## Text passage:
──────────

About The Fox and Treaty Four

Thursday, September 29, 2016

My Name is Truth by Truth Halcrow

My Name is Truth
by Truth Halcrow

 
My name is Truth. I’m holding the microphone, and my friend JJ is leaning over and we are taking part in the blanket exercise. I am the narrator and JJ is one of the Europeans. The kids standing on the blankets are the aboriginal people of Canada or what we know as “Turtle Island”.  About 15 people stand on the blankets to represent how it used to look before the Europeans came over and “found” North America.

Taking part in this blanket exercise as the narrator feels really amazing. When I read through the story, as I read a terrible event it makes me think for a quick second about how life used to be. It really drains me out to think about things like that – residential schools, loss of land, and the amount of people who died from diseases –  but people need to know what really happened and how the Europeans came across North America. 

I’ve done this exercise before in class, and I’ve learned some other knowledge about my heritage. I remember this one time my mushum, Tim, was lecturing me about how life should be treated with respect, because of what we’re doing to the earth. He always mentioned this world is bound to blow up or collapse. I knew this already before he told me, but this world is all we have and there’s not another kind like it.

──────────

## Dataset content:
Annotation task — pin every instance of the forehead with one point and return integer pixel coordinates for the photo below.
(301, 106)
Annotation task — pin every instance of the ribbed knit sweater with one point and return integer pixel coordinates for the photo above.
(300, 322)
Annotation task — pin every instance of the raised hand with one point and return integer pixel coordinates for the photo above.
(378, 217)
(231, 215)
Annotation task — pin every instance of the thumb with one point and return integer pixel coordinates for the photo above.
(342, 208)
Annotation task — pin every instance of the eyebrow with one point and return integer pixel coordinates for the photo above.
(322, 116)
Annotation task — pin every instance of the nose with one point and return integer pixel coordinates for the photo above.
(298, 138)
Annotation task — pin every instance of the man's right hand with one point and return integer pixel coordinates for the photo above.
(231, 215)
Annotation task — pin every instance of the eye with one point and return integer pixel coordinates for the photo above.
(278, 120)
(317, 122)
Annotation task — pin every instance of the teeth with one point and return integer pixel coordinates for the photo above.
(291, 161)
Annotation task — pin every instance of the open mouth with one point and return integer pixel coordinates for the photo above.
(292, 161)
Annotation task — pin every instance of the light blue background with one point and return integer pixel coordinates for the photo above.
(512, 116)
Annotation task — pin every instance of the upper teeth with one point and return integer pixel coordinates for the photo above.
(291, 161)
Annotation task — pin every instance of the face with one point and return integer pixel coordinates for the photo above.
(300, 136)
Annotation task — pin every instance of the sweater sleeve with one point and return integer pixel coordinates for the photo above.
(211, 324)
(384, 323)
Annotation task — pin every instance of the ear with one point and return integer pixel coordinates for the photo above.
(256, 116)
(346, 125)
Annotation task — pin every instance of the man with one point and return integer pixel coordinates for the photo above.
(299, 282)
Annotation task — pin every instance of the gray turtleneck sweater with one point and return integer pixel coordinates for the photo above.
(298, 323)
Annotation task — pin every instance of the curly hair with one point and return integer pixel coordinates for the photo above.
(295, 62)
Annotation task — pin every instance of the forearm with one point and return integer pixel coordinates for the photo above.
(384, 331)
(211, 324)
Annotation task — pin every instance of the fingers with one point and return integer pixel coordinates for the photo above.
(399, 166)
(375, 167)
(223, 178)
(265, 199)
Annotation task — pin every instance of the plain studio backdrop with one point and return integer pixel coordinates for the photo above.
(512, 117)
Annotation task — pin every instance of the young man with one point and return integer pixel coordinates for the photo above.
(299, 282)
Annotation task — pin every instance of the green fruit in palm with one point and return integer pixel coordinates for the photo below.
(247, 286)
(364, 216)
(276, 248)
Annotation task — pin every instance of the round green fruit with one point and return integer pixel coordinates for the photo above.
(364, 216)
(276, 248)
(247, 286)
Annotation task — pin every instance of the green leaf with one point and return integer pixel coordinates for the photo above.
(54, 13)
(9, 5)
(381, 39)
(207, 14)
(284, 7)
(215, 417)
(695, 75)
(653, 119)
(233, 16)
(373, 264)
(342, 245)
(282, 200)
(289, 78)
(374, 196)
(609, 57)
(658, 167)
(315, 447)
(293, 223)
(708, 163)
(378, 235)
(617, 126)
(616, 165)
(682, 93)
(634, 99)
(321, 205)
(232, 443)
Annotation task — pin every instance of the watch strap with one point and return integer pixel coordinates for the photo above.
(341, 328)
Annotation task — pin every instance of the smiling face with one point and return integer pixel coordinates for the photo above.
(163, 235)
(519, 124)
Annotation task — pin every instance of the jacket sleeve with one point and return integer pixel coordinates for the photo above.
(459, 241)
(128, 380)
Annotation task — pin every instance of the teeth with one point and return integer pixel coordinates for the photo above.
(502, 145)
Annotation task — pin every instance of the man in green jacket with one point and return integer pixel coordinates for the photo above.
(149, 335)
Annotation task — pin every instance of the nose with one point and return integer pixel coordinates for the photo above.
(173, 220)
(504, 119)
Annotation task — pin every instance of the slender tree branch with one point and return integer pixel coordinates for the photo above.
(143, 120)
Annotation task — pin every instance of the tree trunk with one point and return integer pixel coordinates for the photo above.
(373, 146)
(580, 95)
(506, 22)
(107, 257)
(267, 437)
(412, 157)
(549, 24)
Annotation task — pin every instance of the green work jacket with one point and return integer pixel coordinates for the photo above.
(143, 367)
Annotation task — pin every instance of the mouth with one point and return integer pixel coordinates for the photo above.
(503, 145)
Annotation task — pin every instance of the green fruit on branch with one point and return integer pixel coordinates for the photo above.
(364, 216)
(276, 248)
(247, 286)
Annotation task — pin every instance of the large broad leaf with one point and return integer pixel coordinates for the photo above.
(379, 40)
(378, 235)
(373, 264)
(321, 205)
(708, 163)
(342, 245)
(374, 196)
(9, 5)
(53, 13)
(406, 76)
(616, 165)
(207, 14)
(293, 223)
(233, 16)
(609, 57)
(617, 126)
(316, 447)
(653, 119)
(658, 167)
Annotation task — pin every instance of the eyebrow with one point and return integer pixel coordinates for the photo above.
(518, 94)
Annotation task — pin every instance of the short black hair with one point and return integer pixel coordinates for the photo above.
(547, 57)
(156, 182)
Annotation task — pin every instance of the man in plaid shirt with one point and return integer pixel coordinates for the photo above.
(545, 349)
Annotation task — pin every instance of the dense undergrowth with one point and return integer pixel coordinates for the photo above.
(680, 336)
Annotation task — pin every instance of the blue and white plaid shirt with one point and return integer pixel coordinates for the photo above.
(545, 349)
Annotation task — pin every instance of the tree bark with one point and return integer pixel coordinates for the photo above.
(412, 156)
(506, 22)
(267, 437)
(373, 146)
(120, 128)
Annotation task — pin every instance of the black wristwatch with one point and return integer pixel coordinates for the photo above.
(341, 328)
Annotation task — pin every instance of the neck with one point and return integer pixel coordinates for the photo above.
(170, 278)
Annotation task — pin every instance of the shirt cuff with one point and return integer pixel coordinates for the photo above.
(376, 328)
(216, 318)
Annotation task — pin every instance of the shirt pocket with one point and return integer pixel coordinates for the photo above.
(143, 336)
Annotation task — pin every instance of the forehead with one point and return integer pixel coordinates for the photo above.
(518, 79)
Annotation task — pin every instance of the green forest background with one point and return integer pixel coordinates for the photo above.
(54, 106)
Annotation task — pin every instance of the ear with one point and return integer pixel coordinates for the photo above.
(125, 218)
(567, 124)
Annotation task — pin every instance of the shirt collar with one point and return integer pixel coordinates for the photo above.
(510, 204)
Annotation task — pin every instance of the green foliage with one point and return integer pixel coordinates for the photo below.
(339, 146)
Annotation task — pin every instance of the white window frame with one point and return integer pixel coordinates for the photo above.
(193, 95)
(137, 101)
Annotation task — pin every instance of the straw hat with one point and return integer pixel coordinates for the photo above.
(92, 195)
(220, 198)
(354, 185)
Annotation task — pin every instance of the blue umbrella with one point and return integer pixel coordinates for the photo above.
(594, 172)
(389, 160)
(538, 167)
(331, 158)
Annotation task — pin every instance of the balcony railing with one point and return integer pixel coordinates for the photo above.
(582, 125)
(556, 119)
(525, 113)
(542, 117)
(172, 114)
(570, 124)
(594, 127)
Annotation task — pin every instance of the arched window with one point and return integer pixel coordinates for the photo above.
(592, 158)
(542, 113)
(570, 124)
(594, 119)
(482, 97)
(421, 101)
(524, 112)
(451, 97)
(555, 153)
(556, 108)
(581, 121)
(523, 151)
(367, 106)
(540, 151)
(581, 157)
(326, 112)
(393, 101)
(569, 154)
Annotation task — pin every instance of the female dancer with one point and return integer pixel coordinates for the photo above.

──────────

## Brief A:
Answer these questions about the blanket exercise essay:
(i) What role does JJ play in the blanket exercise?
(ii) About how many people stand on the blankets?
(iii) What is the name of the narrator's mushum?
## Brief B:
Extend the essay about the blanket exercise, picking up after its final sentence.
The items are separate material, unrelated to the essay.

## Reply A:
(i) JJ is one of the Europeans.
(ii) About 15 people.
(iii) Tim.

## Reply B:
Just like my mushum Tim, the blanket exercise really gets on point; it’s a good learning experience for everyone. For example, some people asked what was happening at the blanket exercise. I explained, but then they said they already know about that, but really, if you were there, then you’d understand, and you’d feel everything that those children had to go through, just to get there basic education at residential schools. Picture yourself as an aboriginal mother who has a child and police come out of nowhere and take your child to put them in a residential school and there’s nothing you can do about it. This is what the blanket exercise is trying to do, help people visualize what people went through.

My name is Truth. I’m holding the microphone, I’m reading the last part for the narrator and it says, “The violence of colonization has left a lot of pain. All across Canada, the relationship between indigenous people and newcomers is often broken. We don’t need more broken promises. We need to repair the relationship and to do this, we need real change” and that’s the Truth.